- **RECORDS PROVIDED**

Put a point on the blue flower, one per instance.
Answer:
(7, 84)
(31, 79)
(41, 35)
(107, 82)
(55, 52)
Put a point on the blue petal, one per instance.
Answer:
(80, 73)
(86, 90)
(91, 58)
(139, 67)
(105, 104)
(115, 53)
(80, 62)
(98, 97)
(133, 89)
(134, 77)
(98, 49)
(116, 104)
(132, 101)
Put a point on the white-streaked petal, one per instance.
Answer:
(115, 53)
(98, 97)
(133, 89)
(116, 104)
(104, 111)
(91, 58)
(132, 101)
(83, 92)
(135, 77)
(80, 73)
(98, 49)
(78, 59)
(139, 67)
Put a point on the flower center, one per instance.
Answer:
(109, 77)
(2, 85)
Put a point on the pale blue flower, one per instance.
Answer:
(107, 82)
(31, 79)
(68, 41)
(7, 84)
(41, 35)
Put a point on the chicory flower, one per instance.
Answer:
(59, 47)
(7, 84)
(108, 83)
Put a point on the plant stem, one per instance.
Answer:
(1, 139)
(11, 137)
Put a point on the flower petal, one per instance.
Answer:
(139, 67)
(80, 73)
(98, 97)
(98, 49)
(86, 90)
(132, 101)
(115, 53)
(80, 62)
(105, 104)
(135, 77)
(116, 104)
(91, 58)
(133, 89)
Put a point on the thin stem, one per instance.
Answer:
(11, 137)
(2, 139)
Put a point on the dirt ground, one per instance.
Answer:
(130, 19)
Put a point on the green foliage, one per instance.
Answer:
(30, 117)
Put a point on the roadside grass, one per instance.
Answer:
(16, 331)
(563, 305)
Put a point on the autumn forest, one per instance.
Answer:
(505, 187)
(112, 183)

- **DESCRIPTION OF THE TASK**
For each record in the listing, output it again exactly.

- **WRITTEN ANSWER**
Put a point on the blue flower, one per instance.
Answer:
(7, 84)
(31, 79)
(41, 35)
(107, 82)
(55, 52)
Put a point on the blue petal, one per instance.
Answer:
(80, 73)
(86, 90)
(91, 58)
(139, 67)
(105, 104)
(115, 53)
(80, 62)
(98, 97)
(133, 89)
(134, 77)
(98, 49)
(116, 104)
(132, 101)
Put a point on the white-streaked petal, one per instance.
Answer:
(115, 53)
(98, 97)
(133, 89)
(116, 104)
(104, 111)
(91, 58)
(132, 101)
(83, 92)
(135, 77)
(80, 73)
(98, 49)
(78, 59)
(139, 67)
Put a point on the flower center, one per instance.
Answer:
(109, 77)
(2, 85)
Put a point on the pale blue flower, one per instance.
Answer:
(107, 82)
(31, 79)
(68, 41)
(7, 84)
(41, 35)
Put a point on the chicory flower, one per instance.
Answer:
(59, 47)
(7, 84)
(108, 83)
Put a point on the plant stem, one per instance.
Answer:
(1, 139)
(11, 137)
Put a point on the flower petal, one per instance.
Answer:
(139, 67)
(80, 73)
(98, 97)
(98, 49)
(86, 90)
(132, 101)
(115, 53)
(80, 62)
(105, 104)
(135, 77)
(116, 104)
(91, 58)
(133, 89)
Put a point on the thin stem, one per instance.
Answer:
(11, 137)
(2, 139)
Put a point on the dirt ground, one per instance.
Answer:
(130, 19)
Put a point on the green foliage, one per instance.
Answer:
(30, 117)
Put a point on the roadside grass, one per instance.
Answer:
(16, 331)
(563, 305)
Put a point on the autumn forest, one per instance.
Answer:
(505, 187)
(112, 183)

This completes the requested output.